--- start Page excerpt ---

Work From Home: Follow Your Passion With A Plan B

Work From Home: Follow Your Passion With A Plan B

There comes a point in your life when you start to think, “Is this all there is? Wouldn’t it be great if I could work from home?” You get up, day after day, get dressed, comb your hair, pack your lunch, warm up the car, drive into traffic, and park in front of the same building. As you carry your leather attaché, filled with who knows what, you nod hello to Mary, who is gossiping with Ethel, just like yesterday, and the day before. You nod and smile at your boss, who is wondering if you finally completed the Simpson project he delegated because he didn’t want to do it himself, knowing that you always do a better job. When you finally complete the project, your boss will take credit for it, as usual. “Oh well,” you think, as you finally settle in at your desk. You respond to all of your business e-mails, and begin to work on your project, but Cindy Lou stops by to talk about her shoes, and how they really hurt her bunions, that she soaked in the miracle cure being offered for half price at the Manicure Spot, downstairs near the sub shop. You have no idea how it could happen so fast, but it is now time to take your morning break. You walk about half a mile to the break room, get a stone-hard bagel and some stale coffee from the bottom of the pot, because Harry “the belcher” refused to add water to the Bunn coffee maker, after he took a double double macchiato, in his triple-sized mug. Does this sound familiar to you?

--- end Page excerpt ---
--- start Data in this exercise ---

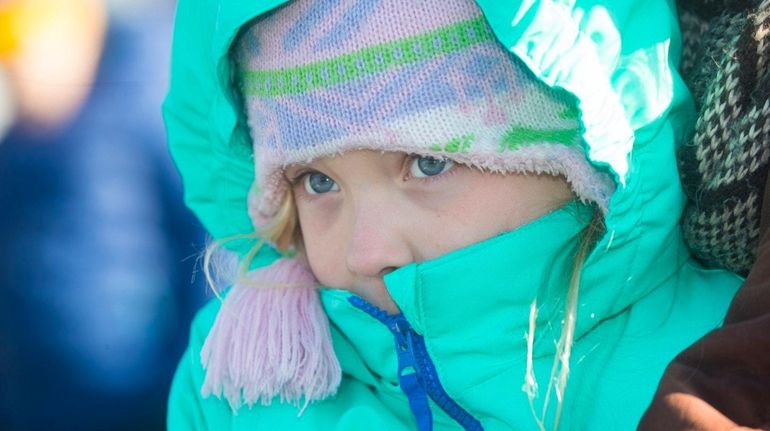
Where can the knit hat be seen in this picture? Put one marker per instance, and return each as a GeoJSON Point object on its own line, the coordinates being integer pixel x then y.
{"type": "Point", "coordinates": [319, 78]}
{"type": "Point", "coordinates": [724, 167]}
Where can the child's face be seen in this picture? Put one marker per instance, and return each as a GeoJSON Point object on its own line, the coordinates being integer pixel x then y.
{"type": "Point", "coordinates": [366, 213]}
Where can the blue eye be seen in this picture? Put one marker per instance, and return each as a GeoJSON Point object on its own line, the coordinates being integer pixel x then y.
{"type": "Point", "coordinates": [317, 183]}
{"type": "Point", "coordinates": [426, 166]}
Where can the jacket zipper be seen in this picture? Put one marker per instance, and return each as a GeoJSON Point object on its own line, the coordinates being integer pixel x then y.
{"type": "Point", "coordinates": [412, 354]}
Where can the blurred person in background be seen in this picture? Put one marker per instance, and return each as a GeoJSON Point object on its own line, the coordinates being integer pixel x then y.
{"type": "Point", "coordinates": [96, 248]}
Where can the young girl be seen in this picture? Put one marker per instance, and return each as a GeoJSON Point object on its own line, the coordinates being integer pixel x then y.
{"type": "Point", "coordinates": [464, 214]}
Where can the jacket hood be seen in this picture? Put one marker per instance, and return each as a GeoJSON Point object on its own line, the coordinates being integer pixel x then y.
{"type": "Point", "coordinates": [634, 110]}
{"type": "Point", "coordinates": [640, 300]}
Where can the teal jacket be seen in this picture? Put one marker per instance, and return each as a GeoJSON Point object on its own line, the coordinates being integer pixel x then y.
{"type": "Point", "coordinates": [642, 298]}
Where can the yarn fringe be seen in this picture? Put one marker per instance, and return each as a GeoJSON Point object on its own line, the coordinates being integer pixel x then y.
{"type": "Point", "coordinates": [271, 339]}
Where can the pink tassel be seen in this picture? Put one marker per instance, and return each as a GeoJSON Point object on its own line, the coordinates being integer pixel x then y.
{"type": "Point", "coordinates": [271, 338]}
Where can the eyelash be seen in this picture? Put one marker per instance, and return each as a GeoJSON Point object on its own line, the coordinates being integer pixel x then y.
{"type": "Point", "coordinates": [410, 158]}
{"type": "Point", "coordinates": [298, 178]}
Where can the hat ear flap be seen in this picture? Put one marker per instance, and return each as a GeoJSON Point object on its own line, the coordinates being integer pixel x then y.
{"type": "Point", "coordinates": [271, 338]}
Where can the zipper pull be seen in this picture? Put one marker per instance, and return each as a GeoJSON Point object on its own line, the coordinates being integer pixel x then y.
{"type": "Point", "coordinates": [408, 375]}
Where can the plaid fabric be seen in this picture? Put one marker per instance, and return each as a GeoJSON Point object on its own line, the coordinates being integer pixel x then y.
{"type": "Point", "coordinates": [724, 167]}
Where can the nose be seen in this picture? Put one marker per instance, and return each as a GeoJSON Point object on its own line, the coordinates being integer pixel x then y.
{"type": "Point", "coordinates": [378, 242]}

--- end Data in this exercise ---
--- start Data in this exercise ---

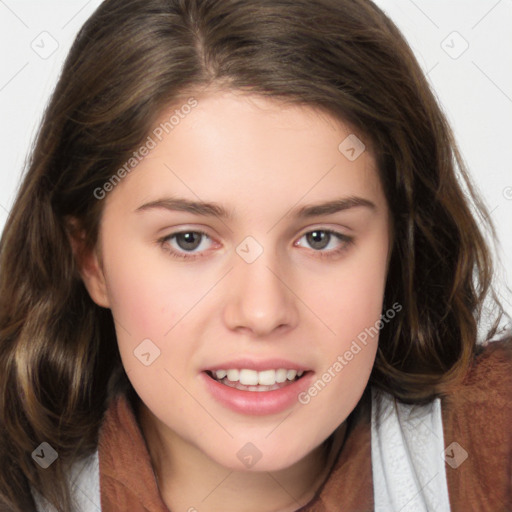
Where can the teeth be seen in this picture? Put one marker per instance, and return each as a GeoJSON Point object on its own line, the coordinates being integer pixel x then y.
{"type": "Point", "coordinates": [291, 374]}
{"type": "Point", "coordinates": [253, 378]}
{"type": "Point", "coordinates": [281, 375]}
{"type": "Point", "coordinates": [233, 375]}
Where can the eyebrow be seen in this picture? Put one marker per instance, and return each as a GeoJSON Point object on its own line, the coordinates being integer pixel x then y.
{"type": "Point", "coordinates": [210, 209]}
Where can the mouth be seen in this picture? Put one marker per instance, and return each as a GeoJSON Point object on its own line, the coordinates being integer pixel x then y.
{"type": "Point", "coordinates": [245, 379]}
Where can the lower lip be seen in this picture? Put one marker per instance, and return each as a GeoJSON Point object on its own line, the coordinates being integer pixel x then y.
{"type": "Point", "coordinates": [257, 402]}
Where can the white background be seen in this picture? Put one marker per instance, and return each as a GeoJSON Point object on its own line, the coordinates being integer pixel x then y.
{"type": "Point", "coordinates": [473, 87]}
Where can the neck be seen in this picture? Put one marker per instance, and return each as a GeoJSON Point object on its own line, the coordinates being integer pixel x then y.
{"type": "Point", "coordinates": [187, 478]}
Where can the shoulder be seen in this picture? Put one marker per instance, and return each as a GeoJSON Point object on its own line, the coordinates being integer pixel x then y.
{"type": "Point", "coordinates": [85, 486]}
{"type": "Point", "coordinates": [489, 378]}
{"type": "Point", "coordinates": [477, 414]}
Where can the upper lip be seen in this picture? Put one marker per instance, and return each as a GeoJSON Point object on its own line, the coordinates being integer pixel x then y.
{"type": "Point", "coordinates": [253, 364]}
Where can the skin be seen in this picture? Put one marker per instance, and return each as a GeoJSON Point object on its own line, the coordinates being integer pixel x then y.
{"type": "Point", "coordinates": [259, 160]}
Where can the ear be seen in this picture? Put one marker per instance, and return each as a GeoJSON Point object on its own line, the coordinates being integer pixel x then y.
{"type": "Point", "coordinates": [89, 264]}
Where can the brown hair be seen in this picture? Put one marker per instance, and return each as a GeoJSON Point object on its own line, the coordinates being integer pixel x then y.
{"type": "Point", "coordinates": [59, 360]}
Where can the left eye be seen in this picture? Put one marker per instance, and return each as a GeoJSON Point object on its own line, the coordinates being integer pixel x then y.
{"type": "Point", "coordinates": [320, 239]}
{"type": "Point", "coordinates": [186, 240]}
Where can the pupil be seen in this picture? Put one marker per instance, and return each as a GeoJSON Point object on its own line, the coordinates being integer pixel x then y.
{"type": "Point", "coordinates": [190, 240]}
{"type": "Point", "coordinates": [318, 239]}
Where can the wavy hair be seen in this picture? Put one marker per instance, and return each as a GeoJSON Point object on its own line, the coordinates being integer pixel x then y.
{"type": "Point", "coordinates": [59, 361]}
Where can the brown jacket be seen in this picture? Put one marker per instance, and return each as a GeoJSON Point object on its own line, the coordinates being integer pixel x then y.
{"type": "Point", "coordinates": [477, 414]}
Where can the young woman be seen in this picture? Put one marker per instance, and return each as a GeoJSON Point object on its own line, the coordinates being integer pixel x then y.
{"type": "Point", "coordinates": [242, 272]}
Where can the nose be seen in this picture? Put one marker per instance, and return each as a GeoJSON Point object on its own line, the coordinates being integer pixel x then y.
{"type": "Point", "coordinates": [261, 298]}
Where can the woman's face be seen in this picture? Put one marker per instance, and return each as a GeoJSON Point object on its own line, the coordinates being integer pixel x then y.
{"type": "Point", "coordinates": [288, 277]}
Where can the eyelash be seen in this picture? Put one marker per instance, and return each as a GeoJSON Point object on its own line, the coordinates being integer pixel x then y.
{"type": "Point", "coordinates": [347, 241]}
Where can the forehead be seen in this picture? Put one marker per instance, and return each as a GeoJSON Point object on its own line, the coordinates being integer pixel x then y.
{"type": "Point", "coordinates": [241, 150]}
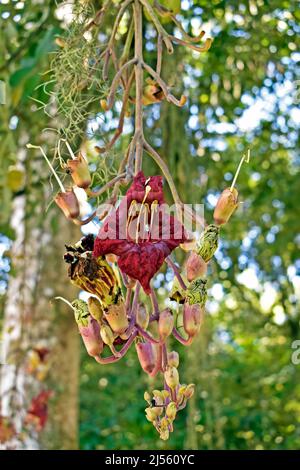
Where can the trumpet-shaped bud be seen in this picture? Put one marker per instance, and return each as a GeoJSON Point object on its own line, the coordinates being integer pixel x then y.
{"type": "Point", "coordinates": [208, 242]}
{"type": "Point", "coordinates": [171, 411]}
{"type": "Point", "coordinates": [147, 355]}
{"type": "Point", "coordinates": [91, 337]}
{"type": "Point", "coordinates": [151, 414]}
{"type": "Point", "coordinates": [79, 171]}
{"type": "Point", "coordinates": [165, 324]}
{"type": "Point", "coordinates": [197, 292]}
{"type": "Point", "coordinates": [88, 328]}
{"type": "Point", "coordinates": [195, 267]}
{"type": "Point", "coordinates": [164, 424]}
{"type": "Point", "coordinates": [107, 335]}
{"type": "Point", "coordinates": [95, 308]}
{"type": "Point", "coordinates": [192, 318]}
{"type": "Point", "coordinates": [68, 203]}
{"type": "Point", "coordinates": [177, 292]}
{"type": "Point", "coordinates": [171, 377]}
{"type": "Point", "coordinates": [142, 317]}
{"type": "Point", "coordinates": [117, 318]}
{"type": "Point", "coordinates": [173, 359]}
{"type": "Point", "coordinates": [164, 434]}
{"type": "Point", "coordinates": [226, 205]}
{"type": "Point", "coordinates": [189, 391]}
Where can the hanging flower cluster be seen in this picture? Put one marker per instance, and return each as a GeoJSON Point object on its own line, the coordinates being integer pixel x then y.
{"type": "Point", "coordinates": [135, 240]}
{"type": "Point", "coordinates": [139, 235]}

--- end Data in this exercise ---

▸ **Exercise tasks**:
A - Count the lines of the entries that contain the string "face", matching case exactly, and give only the number.
B - Continue the work-from-home passage from the point where it stops.
These entries bear no relation to the work-from-home passage.

▸ **Task results**:
A - 2

B -
Can I Really Work From Home?

Sometimes you can make the home-based transition easily. You find a new job, you discover that you can telecommute full-time, and life is but a dream. But, there are those who can’t find a job that they can work from home, simply because the income differential is much too high, or their skills are not a match. What about making a plan for your future? What if you continue to work at your current job, but set in motion plans to make a monumental change in your lifestyle? What if you plan to start the business of your dreams? What if you start a business centered around your passion? Deciding to make a transition plan, to work from home in the future, can be both exhilarating and exciting. The resolution to make a major change in your life, to alter your destiny, will give you a fresh new perspective on life. Such a determination can give you hope and restore excitement about your future. Making a transition plan can also be comforting, because you can take your time to design a plan that is perfect for you and your family.

What's A Transition Plan?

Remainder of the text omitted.